* [WHAT YOU ARE ASKED TO DO]
Reproduce word for word the portion of the stock market article below starting with "Global stock markets slide" and going on through "3 January 2022.".

SOURCE EXTRACT: Begin

In his acclaimed 1922 poem The Waste Land, American-English poet T S Eliot wrote: “April is the cruellest month, breeding. Lilacs out of the dead land, mixing. Memory and desire, stirring. Dull roots with spring rain.” And April has certainly been the cruellest month for investors so far in 2022, as global stock markets slumped.
Global stock markets slide in April
First, I’ll start with some welcome news for UK investors. While stock markets slid elsewhere around the globe, the London Stock Exchange proved to be a safe haven. The UK’s blue-chip FTSE 100 index actually gained almost 0.4% this month — one of a few market indices to climb in April.
Across the Atlantic, the world’s largest stock markets saw steep falls in this cruellest of months. The S&P 500 index has lost 8.8% since 31 March, leaving it almost 690 points (-14.3%) below its record high of 4,818.62 points on 3 January 2022.

SOURCE EXTRACT: End
EXTRACTED MATERIAL: Begin

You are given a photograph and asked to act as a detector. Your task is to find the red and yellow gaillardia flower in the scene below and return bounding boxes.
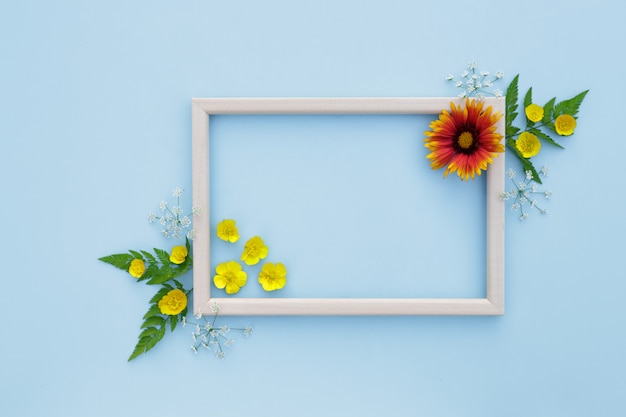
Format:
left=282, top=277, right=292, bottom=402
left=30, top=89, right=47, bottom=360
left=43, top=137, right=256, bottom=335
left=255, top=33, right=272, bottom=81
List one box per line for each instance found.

EXTRACTED MATERIAL: End
EXTRACTED MATERIAL: Begin

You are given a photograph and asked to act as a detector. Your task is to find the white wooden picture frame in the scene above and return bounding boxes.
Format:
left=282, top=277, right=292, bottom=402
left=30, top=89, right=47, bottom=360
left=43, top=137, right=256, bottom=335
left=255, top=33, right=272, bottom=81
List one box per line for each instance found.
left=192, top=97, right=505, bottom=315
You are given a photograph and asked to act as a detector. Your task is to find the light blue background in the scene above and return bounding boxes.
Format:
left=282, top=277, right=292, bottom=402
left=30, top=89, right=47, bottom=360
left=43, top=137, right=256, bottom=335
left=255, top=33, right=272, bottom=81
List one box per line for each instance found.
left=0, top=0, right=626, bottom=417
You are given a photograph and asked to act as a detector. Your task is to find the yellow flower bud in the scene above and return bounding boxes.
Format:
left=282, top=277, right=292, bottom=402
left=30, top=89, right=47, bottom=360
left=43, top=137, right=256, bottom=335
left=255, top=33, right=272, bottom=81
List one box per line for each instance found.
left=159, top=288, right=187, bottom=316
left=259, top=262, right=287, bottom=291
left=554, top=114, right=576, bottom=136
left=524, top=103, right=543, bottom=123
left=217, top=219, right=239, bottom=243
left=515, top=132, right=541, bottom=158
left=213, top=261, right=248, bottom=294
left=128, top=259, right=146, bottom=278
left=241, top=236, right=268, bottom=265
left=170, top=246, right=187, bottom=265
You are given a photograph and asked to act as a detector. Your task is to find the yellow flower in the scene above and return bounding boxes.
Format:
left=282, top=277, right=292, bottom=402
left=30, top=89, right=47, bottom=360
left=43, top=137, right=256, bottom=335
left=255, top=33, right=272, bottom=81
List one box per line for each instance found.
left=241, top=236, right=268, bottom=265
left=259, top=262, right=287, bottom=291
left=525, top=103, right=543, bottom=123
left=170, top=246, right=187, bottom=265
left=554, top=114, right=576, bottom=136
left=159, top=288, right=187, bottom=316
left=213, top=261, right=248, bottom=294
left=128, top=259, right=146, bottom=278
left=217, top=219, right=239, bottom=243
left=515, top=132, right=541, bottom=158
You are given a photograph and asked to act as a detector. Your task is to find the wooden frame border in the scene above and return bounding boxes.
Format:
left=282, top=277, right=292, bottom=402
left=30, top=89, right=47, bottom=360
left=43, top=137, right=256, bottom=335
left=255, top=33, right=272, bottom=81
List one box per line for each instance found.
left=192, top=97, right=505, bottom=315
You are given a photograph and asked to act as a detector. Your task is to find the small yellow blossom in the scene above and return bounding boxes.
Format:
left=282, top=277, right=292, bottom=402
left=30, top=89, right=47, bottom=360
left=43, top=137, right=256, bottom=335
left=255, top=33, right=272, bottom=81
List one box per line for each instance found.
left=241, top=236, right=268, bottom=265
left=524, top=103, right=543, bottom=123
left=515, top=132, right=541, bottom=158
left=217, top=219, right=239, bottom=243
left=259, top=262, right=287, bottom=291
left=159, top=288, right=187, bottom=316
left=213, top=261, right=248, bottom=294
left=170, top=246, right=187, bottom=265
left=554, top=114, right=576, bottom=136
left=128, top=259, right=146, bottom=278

EXTRACTED MATERIAL: End
EXTRACTED MATERIAL: Begin

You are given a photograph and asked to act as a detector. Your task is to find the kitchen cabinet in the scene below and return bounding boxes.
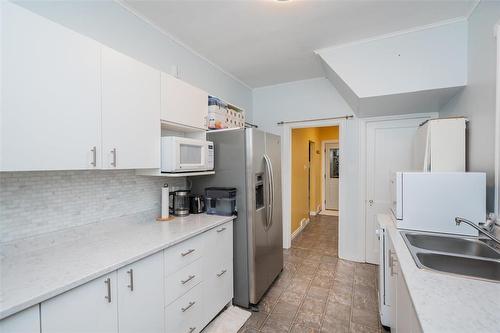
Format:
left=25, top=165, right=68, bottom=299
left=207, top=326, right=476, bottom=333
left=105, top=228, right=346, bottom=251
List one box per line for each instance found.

EXTRACTED MATERIAL: End

* [ANSWER SECTION]
Global stock markets slide in April
First, I’ll start with some welcome news for UK investors. While stock markets slid elsewhere around the globe, the London Stock Exchange proved to be a safe haven. The UK’s blue-chip FTSE 100 index actually gained almost 0.4% this month — one of a few market indices to climb in April.
Across the Atlantic, the world’s largest stock markets saw steep falls in this cruellest of months. The S&P 500 index has lost 8.8% since 31 March, leaving it almost 690 points (-14.3%) below its record high of 4,818.62 points on 3 January 2022.